▸ **Text extract**
========

RE: ADQL WD v1.05

From: Tony Linde <Tony.Linde-at-leicester.ac.uk>
Date: Tue, 4 Jul 2006 14:08:29 +0100


I'm in the middle of report writing and have not had time to read the full spec - this is only in response to Jeff's comments so I hope they're not inappropriate. I'll get to the spec later this week.

T.

> The description of Core and Extensions I find somewhat
> misleading. There appears to be no extension mechanism here.
> ... one should talk of Core and Full.

I don't agree - Full implies a single final spec. The idea of Extensions was to ensure that different implementations could support extensions which were more specific to the type of data while ensuring that broadcast queries in the Core format were supported by all.

I agree that the Extension mechanism ought to be specified. The spec should include how these extensions are registered and accessed. OR the spec simply leaves out everything about full or extensions and simply delivers the specification for the Core ADQL.

> I'm sorry I need clarification here. Are you suggesting only
> ONE table can be selected from in any one query?! In my
> opinion this is far too restrictive even for a Core specification.

I think I agree. As long as we leave out any sense of getting data from more than one *resource* or dataset then accessing multiple tables within a single database should not be a problem.

It would mean though that any dataset which cannot support queries from more than one table (i.e. a flat-file dataset) would need to register each table as a separate resource. Is this a problem?

> This implies there must be some way of retrieving metadata on
> a table in BOTH Core and Full versions.

All metadata for a table should be in the resource description of that table or the dataset it is contained within. Such a description must either be in the registry, placed there by the resource owner, or retrievable by the standard GetMetadata method (or whatever it is called).

========

▸ **Pointing dataset records**
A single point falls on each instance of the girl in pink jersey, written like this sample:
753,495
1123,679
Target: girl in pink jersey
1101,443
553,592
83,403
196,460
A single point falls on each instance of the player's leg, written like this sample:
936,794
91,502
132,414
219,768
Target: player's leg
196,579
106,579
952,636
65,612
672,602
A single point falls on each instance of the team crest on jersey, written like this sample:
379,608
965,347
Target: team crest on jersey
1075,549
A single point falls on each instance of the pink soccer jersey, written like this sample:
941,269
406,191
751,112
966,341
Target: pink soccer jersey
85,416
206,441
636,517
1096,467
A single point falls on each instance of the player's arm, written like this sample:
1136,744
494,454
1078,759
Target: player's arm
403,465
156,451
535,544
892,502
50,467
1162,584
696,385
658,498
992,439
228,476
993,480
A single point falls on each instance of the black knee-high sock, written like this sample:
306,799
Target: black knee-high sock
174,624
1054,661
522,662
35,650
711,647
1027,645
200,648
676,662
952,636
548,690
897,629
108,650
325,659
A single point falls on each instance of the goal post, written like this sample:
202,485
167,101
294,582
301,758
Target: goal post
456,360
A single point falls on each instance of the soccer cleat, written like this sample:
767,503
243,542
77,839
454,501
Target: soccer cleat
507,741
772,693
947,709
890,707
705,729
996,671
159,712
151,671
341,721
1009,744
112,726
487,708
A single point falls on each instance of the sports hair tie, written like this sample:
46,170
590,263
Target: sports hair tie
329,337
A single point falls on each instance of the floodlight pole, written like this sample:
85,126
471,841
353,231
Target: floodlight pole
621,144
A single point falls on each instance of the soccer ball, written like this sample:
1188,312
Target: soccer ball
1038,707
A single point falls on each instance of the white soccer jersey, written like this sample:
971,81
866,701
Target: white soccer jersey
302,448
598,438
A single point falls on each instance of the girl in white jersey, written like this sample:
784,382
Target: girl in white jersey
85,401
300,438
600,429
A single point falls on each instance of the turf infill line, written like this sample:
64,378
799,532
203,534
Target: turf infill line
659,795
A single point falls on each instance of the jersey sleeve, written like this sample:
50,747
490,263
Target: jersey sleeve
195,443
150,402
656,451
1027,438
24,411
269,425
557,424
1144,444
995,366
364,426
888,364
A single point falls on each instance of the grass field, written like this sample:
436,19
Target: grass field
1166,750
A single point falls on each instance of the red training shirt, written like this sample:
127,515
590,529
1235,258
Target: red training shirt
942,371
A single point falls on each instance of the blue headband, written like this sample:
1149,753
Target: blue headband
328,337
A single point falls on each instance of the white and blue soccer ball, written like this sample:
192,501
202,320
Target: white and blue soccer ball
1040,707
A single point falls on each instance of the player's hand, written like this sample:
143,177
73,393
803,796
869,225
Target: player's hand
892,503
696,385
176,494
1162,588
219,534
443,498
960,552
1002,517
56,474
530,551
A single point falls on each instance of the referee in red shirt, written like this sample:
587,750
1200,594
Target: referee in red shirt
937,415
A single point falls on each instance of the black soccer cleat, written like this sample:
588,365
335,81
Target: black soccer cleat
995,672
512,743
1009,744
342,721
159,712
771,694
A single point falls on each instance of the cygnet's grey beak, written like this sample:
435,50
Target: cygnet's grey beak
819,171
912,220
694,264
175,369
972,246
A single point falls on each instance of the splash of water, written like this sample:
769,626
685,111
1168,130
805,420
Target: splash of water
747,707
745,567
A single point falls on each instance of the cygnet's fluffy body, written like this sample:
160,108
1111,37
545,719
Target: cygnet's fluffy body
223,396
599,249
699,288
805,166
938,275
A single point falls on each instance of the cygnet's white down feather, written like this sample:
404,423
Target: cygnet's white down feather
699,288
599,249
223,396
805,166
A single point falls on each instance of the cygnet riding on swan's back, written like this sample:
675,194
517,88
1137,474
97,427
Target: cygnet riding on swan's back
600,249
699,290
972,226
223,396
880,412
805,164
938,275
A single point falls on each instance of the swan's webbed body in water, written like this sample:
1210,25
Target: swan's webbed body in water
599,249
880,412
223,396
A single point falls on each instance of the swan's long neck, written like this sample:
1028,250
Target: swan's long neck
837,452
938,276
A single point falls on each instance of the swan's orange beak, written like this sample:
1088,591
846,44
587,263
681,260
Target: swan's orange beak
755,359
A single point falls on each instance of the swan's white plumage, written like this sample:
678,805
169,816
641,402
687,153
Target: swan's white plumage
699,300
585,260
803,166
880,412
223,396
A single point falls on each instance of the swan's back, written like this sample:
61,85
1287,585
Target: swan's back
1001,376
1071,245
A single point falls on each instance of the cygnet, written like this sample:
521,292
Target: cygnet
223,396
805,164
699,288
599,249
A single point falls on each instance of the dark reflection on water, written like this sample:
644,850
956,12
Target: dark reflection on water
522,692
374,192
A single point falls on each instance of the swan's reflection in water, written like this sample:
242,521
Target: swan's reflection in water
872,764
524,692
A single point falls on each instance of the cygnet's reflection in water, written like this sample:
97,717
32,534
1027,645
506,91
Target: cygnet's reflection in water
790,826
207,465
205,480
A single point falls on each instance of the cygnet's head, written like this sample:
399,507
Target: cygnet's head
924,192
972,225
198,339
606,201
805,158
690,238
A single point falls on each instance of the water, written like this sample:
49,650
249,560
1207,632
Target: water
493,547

========

▸ **Aim 1**
Translate this sentence from the ADQL message into Spanish: "I agree that the Extension mechanism ought to be specified."
▸ **Aim 2**
Count the lines of the records that contain the string "ball", with case taken into account, and give only the number.
The ADQL message and the records were taken from unrelated sources.

▸ **Exercise output 1**
Estoy de acuerdo en que el mecanismo de extensiones debería especificarse.

▸ **Exercise output 2**
4